**Required work:**
(a) Output the part of the encoding discussion that opens with the words containing "Also a quick" and closes with "in this example)", copied character for character.
(b) Please update the records from the line containing "Task: Where can the wooden" through the end of the records by changing "picnic table" to "park bench" and keeping everything else the same. Return only those lines, and leave the pictures out.

**Text block:**
## BEGIN

Needless to say, some parts in whatever you use in processing that response seem to be horrible broken in regard to Unicode. Something I'd hope wouldn't really happen that often in this millennium, but apparently it still does.
I figured out what it was by fiddling around in PowerShell a bit:
PS Home:\> $wc = new-object net.webclient
PS Home:\> $x = $wc.downloadstring('http://www.google.com/ig/calculator?hl=en&q=4000%20usd%20to%20gbp')
PS Home:\> [char[]]$x|%{"$_ - " + +$_}
...
" - 34
2 - 50
  - 160
4 - 52
9 - 57
8 - 56
. - 46
2 - 50
8 - 56
2 - 50
4 - 52
...
Also a quick look at the response headers revealed that the encoding is set correctly.
According to my tests with curl in the Terminal on OSX, by changing the International character encoding in the Terminal preferences : The encoding is iso latin 1.
When I set the encoding to UTF8 : I get "2?498.28243"
When I set the encoding to MacRoman : I get "2†498.28243"
First solution : use a user agent from any browser (Safari on OSX 10.6.8 in this example)
curl -s -A 'Mozilla/5.0 (Macintosh; U; Intel Mac OS X 10_6_8; en-us) AppleWebKit/534.48 (KHTML, like Gecko) Version/5.1 Safari/534.48' 'http://www.google.com/ig/calculator?hl=en&q=4000%20usd%20to%20gbp'
Second solution : use iconv
curl -s 'http://www.google.com/ig/calculator?hl=en&q=4000%20usd%20to%20gbp' | iconv -t utf8 -f iso-8859-1
Try
set myUrl to quoted form of "http://www.google.com/ig/calculator?hl=en&q=4000%20usd%20to%20gbp"
set xxx to do shell script "curl " & myUrl & " | sed 's/[†]/,/'"

## END

**Materials provided:**
## BEGIN

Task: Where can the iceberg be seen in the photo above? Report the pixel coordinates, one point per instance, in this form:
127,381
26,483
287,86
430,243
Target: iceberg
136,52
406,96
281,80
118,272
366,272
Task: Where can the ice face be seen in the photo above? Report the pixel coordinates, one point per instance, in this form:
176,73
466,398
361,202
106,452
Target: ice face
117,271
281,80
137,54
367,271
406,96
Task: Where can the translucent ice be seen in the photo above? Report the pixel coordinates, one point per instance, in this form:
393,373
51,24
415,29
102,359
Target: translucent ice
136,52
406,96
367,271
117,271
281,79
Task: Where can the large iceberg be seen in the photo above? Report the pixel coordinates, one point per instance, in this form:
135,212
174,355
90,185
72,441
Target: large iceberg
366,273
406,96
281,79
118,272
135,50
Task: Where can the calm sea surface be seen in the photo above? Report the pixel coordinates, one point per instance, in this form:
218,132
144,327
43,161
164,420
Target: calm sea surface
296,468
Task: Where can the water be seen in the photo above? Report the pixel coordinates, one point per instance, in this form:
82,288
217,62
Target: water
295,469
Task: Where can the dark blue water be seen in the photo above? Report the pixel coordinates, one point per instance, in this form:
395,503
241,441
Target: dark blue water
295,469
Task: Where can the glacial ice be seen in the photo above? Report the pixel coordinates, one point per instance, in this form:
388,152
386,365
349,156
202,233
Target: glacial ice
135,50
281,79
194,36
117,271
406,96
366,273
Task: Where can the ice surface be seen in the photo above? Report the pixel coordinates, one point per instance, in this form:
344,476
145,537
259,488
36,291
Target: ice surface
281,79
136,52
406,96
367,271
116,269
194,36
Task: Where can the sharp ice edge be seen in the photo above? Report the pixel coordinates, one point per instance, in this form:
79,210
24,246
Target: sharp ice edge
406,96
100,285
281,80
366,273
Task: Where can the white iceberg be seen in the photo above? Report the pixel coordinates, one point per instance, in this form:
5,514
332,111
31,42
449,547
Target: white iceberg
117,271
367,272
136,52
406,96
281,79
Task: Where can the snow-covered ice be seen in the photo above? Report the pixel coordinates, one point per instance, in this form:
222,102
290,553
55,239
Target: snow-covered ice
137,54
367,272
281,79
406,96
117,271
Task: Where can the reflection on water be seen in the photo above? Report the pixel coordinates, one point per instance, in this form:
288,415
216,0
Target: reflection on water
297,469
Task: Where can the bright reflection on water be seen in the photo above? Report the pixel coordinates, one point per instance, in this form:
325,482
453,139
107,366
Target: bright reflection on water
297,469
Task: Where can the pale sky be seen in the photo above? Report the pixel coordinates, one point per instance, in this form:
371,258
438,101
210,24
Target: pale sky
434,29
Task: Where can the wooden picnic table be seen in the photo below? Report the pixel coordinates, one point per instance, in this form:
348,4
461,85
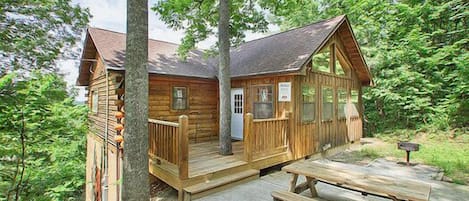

## END

**Responses:**
(a)
Also a quick look at the response headers revealed that the encoding is set correctly.
According to my tests with curl in the Terminal on OSX, by changing the International character encoding in the Terminal preferences : The encoding is iso latin 1.
When I set the encoding to UTF8 : I get "2?498.28243"
When I set the encoding to MacRoman : I get "2†498.28243"
First solution : use a user agent from any browser (Safari on OSX 10.6.8 in this example)

(b)
Task: Where can the wooden park bench be seen in the photo below? Report the pixel coordinates, one point per instance, in this form:
348,4
461,85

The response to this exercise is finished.